> **Material to process**:
#####
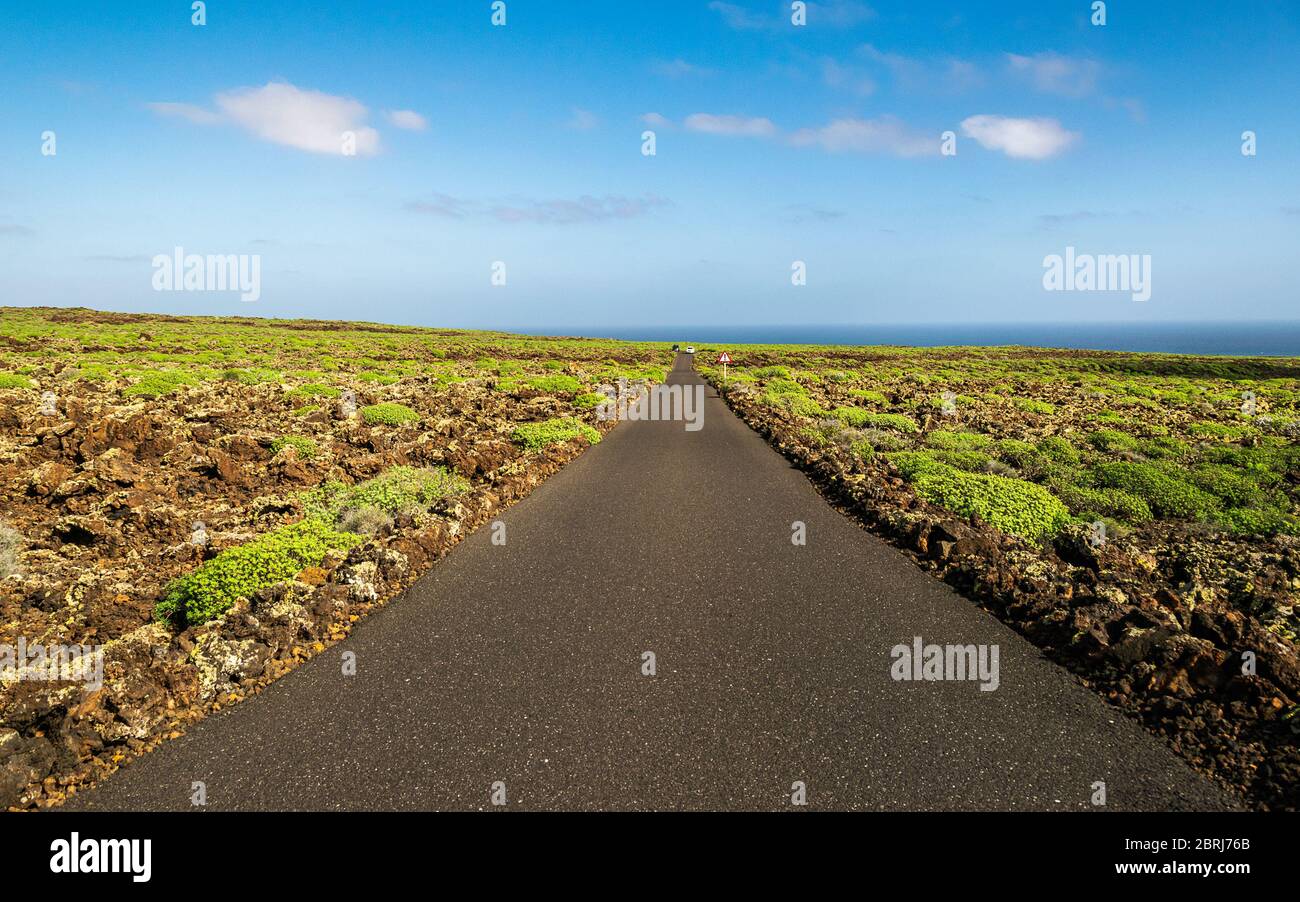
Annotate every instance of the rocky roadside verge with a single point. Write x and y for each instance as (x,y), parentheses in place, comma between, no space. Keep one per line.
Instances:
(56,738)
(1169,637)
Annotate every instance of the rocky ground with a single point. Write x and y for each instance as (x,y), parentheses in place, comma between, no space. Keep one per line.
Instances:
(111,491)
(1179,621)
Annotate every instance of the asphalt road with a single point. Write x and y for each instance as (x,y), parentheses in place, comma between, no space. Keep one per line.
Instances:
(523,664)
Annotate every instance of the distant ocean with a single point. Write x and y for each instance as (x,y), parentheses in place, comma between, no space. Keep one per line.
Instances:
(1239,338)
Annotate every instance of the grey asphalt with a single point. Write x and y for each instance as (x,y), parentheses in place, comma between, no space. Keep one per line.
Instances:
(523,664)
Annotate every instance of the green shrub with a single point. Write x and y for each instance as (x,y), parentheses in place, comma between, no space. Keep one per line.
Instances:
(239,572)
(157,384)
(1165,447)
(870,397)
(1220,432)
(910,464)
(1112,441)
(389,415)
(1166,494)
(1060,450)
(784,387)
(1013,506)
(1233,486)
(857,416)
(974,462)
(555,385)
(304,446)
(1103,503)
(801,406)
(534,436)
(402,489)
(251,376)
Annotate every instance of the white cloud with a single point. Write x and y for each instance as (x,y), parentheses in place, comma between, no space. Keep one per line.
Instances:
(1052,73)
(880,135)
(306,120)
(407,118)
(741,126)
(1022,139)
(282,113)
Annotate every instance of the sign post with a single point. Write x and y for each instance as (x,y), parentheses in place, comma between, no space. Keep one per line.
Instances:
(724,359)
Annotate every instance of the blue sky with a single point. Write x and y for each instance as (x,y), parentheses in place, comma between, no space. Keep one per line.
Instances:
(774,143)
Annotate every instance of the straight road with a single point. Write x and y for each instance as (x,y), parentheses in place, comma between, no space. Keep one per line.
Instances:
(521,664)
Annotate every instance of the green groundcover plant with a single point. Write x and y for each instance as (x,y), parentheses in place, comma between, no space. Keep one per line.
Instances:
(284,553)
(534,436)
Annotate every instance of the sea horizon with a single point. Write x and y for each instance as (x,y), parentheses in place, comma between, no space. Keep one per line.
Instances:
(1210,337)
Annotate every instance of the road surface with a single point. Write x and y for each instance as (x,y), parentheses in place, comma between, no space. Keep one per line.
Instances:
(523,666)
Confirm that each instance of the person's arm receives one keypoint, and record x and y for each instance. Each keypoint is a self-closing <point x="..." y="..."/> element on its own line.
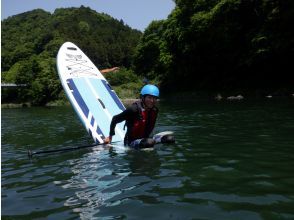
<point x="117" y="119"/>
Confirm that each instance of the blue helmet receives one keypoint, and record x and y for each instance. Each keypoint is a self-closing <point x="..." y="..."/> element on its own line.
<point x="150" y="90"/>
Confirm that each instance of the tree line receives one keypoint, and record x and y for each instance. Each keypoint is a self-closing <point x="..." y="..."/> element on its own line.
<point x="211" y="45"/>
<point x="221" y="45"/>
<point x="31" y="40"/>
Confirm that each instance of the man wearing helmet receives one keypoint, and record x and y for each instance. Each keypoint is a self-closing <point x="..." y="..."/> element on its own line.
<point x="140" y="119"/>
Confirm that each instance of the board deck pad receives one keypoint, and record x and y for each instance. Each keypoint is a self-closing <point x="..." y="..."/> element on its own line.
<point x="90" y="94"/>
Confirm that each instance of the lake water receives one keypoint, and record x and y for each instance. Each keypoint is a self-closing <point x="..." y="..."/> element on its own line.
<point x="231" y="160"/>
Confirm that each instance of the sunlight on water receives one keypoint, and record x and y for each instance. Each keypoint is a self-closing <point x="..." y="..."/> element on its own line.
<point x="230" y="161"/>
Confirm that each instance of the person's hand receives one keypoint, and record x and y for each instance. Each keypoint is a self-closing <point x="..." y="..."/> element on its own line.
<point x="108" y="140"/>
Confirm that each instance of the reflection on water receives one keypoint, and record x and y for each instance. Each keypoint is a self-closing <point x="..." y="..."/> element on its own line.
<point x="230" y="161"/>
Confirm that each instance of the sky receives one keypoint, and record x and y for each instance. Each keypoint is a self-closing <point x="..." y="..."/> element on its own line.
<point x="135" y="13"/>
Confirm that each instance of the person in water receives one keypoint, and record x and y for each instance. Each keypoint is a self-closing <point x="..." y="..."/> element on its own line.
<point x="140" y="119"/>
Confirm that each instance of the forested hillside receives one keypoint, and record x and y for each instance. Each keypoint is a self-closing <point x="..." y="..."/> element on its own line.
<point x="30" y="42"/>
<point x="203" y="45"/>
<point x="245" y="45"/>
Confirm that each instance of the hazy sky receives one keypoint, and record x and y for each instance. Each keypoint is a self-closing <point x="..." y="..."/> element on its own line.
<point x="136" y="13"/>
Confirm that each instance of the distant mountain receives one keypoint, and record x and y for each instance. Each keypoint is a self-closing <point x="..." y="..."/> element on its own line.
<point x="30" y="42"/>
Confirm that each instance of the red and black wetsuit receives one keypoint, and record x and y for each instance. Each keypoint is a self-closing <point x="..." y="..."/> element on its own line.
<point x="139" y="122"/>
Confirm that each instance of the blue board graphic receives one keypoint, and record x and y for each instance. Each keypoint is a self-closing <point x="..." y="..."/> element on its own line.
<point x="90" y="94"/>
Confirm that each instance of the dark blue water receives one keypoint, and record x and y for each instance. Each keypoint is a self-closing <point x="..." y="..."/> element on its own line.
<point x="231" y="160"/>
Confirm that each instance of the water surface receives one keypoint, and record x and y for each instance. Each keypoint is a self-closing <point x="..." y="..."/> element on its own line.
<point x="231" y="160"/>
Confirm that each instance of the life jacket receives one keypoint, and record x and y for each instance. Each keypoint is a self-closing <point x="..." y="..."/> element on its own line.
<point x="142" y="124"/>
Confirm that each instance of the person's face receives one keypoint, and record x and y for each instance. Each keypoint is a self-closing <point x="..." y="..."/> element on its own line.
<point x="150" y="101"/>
#####
> **Exercise prompt**:
From the entries above, restate word for word the lines from the line containing "Annotate every instance of the asphalt" to the line containing "Annotate every instance of the green shrub", both ends included, and nothing more.

> **Exercise result**:
Annotate every instance of the asphalt road with a single point. Write x and y for each instance as (x,y), parentheses in place, comma between, no space. Keep one per line.
Instances:
(523,664)
Annotate every instance of the distant ocean with a single point. Write x and y for each instance as (x,y), parentheses in place, comma between, no space. Keep one per line.
Instances:
(1239,338)
Annotate every instance of the grey asphalt with a single point. Write x and y for each instance as (x,y), parentheses in place, comma between, no space. Keep one per line.
Instances:
(523,664)
Annotate every instance of the green shrub with a single point. Write x and y for each instance as (x,y), parentheses in place, comma between, no space. Keep one per line.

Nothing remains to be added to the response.